▶ [DIRECTIONS]
Could you reproduce every one of the following lines word for word?

▶ [ROWS]
━━━━━━━━━━━━━━━━━━━━

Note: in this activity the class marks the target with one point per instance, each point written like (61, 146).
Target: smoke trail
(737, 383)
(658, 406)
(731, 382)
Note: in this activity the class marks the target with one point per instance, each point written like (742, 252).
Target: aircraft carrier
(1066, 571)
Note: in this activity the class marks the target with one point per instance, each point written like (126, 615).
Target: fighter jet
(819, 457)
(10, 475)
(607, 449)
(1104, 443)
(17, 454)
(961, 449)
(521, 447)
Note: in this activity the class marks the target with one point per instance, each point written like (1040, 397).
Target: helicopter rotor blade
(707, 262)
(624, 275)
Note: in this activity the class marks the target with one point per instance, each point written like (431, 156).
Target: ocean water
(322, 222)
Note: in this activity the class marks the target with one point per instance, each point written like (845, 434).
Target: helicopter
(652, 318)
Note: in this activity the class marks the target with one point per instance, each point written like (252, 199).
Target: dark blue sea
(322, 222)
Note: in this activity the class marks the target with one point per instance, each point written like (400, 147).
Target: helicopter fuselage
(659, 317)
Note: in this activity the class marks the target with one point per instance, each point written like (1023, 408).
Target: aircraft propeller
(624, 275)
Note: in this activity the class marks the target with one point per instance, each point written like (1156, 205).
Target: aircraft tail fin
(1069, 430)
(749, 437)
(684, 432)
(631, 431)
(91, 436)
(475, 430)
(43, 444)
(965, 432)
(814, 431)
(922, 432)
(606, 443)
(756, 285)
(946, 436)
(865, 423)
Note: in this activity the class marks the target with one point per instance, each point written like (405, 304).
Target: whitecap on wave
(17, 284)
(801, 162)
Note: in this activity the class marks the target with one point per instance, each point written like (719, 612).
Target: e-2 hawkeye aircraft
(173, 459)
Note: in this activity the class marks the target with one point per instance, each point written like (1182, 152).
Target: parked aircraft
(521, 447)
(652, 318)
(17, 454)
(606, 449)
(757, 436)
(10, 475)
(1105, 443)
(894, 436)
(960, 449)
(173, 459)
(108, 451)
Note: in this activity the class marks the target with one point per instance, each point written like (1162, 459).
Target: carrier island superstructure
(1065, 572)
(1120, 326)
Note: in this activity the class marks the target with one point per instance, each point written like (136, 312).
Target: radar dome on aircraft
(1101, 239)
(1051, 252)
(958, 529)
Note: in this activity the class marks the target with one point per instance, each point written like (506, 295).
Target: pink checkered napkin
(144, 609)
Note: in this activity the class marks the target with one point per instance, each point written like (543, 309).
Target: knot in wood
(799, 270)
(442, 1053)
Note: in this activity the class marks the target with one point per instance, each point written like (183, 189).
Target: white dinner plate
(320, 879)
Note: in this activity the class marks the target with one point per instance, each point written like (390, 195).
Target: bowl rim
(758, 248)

━━━━━━━━━━━━━━━━━━━━

▶ [THE OUTPUT]
Note: in this activity the class marks the target with one point per instance, each point written like (61, 146).
Target: smoke trail
(737, 383)
(658, 406)
(731, 382)
Note: in this activity the class marks the target with one point per instance, each point written like (742, 252).
Target: aircraft carrier
(1066, 571)
Note: in this activity the class marks the target with one point per instance, each point written like (126, 615).
Target: fighter jet
(819, 457)
(10, 475)
(607, 449)
(1104, 443)
(17, 454)
(961, 449)
(521, 447)
Note: in this activity the class marks the target with one point per instance, each point written like (1040, 397).
Target: helicopter rotor blade
(707, 262)
(624, 275)
Note: in this activity the class marks the target with one point per instance, each point written like (431, 156).
Target: ocean water
(322, 222)
Note: in this activity the class marks the target with one point per instance, each point written like (845, 434).
Target: helicopter
(652, 318)
Note: in this activity the class marks the target with one point per instance, each point written like (252, 199).
Target: dark blue sea
(322, 222)
Note: in this activity the class marks the target with one point per instance, each point written like (400, 147).
Target: helicopter fuselage
(659, 317)
Note: in this activity the class marks the target with one point per instance, each point written like (1023, 408).
Target: aircraft propeller
(624, 275)
Note: in this activity the class marks the target with one point per instance, each point written like (1156, 205).
Target: aircraft tail fin
(1069, 430)
(749, 437)
(684, 432)
(631, 431)
(91, 436)
(475, 430)
(43, 444)
(965, 432)
(814, 431)
(922, 432)
(606, 443)
(756, 285)
(946, 436)
(865, 423)
Note: in this activity the class marks the target with one point per instance, each point written like (405, 304).
Target: whitecap on wave
(17, 284)
(801, 162)
Note: in this activity the class marks the target with one point per instance, each point written like (719, 612).
Target: e-2 hawkeye aircraft
(173, 459)
Note: in this activity the class marks the target with one point per instance, each point written like (1182, 152).
Target: parked aircraft
(521, 447)
(652, 318)
(17, 454)
(606, 449)
(757, 436)
(10, 475)
(1105, 443)
(894, 436)
(960, 449)
(173, 459)
(108, 451)
Note: in this activity the class marks the target with one point per instance, each point written like (1162, 459).
Target: carrier island superstructure
(1065, 572)
(1120, 326)
Note: in this activity the class marks the target with one point per instance, each point written like (136, 312).
Target: radar dome on aircraft
(1101, 239)
(1051, 252)
(958, 529)
Note: in this activity the class marks the target with one point per instance, each point written like (506, 295).
Target: pink checkered napkin
(144, 609)
Note: in this activity the class marks the target with one point per instance, each point written like (543, 309).
Target: knot in wood
(799, 270)
(442, 1053)
Note: in this activity the class marks the target with one point per instance, each point written like (183, 189).
Target: white dinner plate
(320, 879)
Note: in this activity the class marks the target with one point per instance, each point written like (390, 195).
Target: bowl rim
(758, 248)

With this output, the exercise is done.